Tuesday, October 28, 2014

Pregnancy and Infant Loss Awareness Month

October is nearing an end, but I wanted to share a little about Pregnancy and Infant Loss Awareness Month.  Although pregnancy and infant loss affects so many it is a very untalked about epidemic.  Approximately 25 % of pregnancies end in miscarriage, approximately 1 in 150 pregnancies end in stillbirth and roughly 24,000 infants die within the first year of life in the U.S.  It's sad that so many babies are lost each year and so little is being done about it.  Stillbirth statistics haven't changed much in the last 50 years, but many experts agree that many stillbirths can be prevented.  Research is being done on umbilical cord, placenta and blood clotting issues...enough to show that many of these can be prevented, but not enough that change is taking place in the care of pregnant women.  If you are interested in helping make a difference in stillbirth and infant death advocacy and research consider making a donation to an organization like First Candle.  After Gabriel died we were looking for a charity to donate to in Gabriel's memory and were shocked that so few stillbirth organizations existed.  We visited First Candle's headquarters last year and although small...they along with Star Legacy Foundation are making a difference in research and advocacy.

• [DATA PROVIDED]

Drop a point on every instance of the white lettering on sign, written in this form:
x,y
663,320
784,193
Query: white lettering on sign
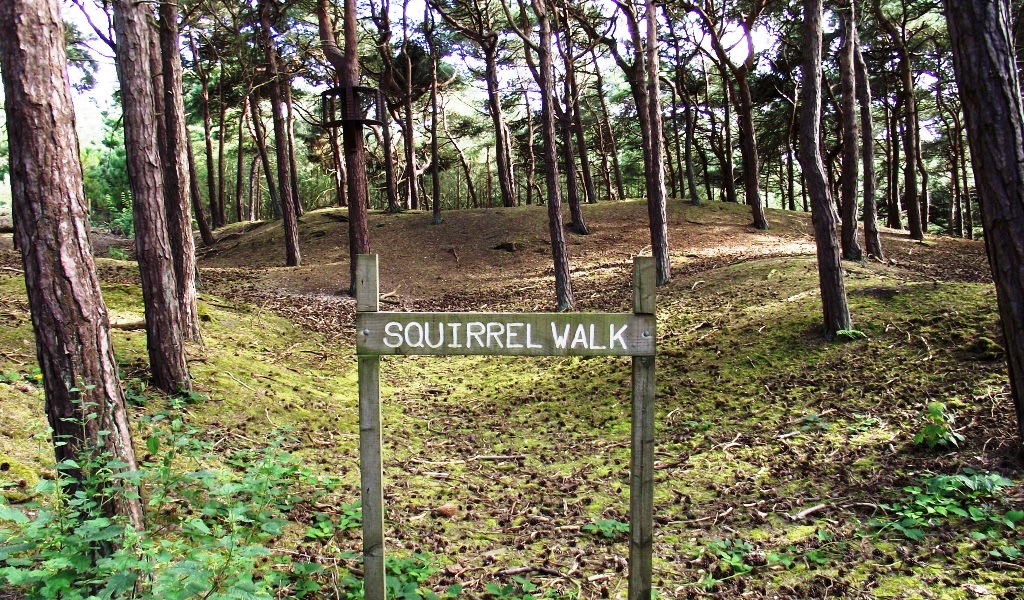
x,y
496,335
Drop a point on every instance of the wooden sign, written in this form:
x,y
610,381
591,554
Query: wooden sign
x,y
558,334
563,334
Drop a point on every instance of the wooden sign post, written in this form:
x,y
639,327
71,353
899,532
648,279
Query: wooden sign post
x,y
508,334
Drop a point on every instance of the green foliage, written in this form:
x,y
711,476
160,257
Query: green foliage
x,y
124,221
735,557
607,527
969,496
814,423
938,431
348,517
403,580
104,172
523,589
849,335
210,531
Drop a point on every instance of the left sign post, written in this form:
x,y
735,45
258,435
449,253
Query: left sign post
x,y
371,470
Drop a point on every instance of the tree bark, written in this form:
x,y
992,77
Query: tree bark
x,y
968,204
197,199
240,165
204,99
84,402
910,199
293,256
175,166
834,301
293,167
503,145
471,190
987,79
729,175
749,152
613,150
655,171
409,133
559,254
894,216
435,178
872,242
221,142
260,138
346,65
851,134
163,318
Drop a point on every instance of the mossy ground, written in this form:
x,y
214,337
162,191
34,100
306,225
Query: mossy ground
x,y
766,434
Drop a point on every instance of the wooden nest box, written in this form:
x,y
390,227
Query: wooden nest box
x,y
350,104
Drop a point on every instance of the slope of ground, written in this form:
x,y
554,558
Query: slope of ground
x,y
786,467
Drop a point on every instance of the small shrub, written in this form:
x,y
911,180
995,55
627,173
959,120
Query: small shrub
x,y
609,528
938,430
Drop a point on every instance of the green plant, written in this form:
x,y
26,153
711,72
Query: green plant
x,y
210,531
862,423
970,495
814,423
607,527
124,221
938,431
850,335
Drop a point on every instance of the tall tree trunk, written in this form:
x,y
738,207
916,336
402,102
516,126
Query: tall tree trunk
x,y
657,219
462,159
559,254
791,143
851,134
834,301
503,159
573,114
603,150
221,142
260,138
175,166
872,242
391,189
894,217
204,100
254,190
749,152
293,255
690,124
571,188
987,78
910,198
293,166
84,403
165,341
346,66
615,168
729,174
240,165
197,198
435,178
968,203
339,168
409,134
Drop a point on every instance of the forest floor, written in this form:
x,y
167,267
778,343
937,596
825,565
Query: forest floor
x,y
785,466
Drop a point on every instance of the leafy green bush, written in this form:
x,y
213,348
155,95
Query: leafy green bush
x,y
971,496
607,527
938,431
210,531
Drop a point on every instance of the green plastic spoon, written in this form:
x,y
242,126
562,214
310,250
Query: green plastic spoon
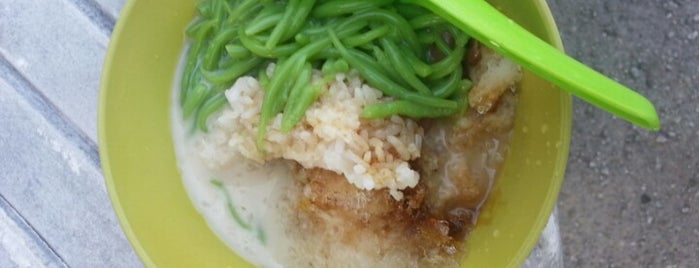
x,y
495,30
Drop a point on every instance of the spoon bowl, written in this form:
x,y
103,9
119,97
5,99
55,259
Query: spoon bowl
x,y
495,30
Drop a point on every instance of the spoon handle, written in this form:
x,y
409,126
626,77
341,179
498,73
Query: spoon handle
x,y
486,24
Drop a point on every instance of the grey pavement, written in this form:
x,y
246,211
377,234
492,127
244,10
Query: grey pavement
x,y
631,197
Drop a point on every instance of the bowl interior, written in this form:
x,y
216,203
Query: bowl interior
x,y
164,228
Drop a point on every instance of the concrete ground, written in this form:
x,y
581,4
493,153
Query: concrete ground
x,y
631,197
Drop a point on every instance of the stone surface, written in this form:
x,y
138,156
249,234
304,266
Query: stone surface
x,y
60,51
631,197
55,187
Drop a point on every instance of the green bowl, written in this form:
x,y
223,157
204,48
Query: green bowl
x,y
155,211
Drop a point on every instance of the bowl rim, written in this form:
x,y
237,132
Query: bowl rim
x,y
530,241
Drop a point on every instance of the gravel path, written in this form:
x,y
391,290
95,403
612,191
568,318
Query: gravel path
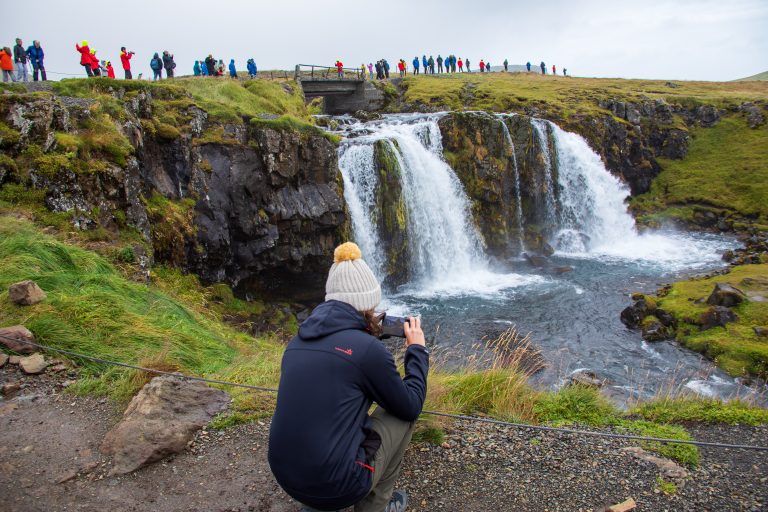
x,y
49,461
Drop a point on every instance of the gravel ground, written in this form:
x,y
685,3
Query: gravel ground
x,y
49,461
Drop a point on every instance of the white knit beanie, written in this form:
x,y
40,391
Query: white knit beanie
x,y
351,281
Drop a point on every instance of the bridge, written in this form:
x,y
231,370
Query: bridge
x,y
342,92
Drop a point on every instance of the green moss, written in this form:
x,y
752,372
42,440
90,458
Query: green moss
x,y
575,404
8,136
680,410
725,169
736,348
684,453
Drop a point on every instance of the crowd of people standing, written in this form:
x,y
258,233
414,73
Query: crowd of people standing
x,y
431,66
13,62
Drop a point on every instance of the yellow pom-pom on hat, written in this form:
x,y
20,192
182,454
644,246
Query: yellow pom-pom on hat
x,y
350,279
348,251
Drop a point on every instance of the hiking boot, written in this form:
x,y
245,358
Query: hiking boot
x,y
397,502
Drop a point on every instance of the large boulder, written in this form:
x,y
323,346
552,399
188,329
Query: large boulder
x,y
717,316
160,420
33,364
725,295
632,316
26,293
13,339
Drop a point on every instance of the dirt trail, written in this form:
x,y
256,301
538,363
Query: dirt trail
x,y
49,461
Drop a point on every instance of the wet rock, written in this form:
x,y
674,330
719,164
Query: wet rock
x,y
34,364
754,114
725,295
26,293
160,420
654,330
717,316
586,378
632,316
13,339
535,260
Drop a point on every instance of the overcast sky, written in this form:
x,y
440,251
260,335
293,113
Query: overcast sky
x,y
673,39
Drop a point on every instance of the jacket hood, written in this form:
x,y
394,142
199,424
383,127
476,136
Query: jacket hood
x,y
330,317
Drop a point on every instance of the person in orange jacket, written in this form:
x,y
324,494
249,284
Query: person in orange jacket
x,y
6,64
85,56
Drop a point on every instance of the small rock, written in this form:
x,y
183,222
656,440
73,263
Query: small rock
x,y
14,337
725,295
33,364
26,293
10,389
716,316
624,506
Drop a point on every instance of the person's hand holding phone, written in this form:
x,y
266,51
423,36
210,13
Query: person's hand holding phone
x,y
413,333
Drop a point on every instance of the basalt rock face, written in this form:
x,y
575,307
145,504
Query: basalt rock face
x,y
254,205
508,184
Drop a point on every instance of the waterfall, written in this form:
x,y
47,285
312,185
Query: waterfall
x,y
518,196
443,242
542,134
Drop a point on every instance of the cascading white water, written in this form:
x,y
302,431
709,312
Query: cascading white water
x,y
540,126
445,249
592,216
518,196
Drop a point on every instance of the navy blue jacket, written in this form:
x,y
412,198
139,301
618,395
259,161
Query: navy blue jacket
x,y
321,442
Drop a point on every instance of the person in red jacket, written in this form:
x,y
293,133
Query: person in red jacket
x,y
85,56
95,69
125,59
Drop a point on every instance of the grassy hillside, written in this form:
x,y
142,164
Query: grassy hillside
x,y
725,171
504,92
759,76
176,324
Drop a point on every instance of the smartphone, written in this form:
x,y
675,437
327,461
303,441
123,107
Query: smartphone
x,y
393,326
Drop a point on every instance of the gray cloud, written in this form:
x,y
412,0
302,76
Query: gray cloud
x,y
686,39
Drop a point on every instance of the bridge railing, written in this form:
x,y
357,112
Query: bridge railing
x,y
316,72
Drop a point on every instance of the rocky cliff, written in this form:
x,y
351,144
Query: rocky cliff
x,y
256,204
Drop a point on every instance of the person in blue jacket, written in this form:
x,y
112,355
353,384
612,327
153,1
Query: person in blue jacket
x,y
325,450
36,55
--
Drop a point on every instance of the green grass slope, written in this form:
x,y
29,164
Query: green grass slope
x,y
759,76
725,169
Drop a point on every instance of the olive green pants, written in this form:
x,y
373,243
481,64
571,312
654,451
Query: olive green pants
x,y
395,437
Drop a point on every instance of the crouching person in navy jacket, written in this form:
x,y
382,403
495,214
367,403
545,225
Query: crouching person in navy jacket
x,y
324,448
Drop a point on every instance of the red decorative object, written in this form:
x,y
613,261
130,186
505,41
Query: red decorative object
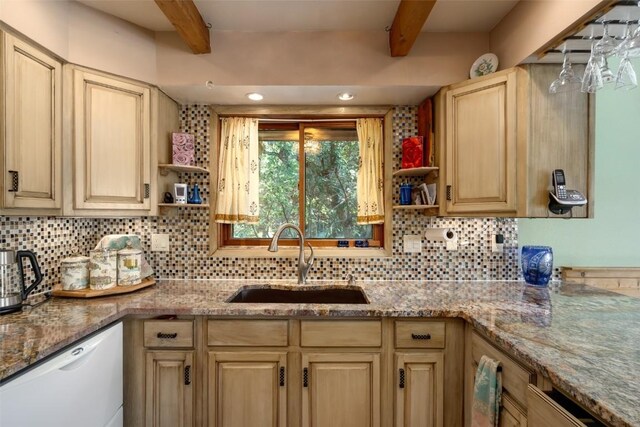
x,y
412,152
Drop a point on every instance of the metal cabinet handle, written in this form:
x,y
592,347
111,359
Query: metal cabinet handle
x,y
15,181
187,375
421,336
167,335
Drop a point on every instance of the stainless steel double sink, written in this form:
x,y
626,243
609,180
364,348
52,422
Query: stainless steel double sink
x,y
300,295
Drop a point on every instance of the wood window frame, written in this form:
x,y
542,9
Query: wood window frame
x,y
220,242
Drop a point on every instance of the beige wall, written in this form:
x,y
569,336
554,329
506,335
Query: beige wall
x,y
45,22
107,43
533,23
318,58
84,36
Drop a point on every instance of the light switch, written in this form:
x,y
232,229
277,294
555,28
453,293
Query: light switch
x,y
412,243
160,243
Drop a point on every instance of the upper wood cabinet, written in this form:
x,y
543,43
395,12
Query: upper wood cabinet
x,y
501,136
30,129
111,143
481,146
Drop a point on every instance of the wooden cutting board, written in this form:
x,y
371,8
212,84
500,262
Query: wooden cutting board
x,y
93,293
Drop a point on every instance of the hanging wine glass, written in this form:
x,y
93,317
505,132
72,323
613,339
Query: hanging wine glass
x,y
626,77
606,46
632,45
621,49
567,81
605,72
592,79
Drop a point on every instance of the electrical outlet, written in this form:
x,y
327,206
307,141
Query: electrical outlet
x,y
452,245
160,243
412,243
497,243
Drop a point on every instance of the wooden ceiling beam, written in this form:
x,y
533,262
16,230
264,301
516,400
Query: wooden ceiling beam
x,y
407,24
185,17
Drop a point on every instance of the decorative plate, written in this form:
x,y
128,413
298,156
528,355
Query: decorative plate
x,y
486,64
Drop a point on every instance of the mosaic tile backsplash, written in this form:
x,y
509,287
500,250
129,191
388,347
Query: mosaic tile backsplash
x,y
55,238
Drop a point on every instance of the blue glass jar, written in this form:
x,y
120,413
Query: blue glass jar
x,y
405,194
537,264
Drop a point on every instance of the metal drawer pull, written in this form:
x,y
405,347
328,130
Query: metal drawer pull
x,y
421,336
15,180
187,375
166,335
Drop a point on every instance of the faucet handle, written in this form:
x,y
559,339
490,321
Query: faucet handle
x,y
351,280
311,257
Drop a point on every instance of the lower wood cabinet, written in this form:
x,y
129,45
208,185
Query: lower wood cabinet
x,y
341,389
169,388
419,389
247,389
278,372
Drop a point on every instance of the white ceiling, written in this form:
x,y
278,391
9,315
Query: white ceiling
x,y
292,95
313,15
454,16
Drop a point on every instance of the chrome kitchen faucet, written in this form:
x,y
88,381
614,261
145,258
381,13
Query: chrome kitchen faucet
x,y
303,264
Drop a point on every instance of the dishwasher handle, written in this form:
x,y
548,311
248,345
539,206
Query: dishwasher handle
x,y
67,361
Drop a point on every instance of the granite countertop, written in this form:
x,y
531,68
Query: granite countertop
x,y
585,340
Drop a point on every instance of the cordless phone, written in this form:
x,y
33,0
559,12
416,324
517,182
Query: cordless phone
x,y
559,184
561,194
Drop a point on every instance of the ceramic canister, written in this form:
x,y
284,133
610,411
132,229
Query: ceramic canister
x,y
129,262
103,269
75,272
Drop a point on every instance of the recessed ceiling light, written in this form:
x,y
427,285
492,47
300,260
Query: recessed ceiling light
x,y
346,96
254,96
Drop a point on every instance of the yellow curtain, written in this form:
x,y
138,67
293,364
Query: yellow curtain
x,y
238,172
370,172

• [TASK BRIEF]
Continue the blog post on Pregnancy and Infant Loss Awareness Month from its last sentence.

• [OUTPUT BELOW]
These pictures are from our visit to First Candle's headquarters in Baltimore last year.  Gabriel's name is on a leaf on their Tree of Hope!

We set up a memorial fund at First Candle in Gabriel's name for those interested in making a donation.  

This month I served again on a parent panel at CMC to educate nurses on perinatal loss.  It is difficult to share our story over and over again, but I need to know that we are doing everything we can to make a difference.  Gabriel had and continues to have such a huge impact on our lives...I want that impact to carry on to others...I want his life to continue to make a difference!  They informed me that they are down to only about 30 books (from our book drive in the spring)... to think of each book as a baby lost is heartbreaking.  The need far outweighs the resources.  My husband and I have discussed setting up a foundation in Gabriel's name to provide resources for stillbirth families.  I know this will take some time so meanwhile we will continue to collect books for the hospital.  Since they are running low on books we will begin collecting earlier.  Consider buying a book for a stillbirth family to share with their child at the hospital and take home as a cherished keepsake.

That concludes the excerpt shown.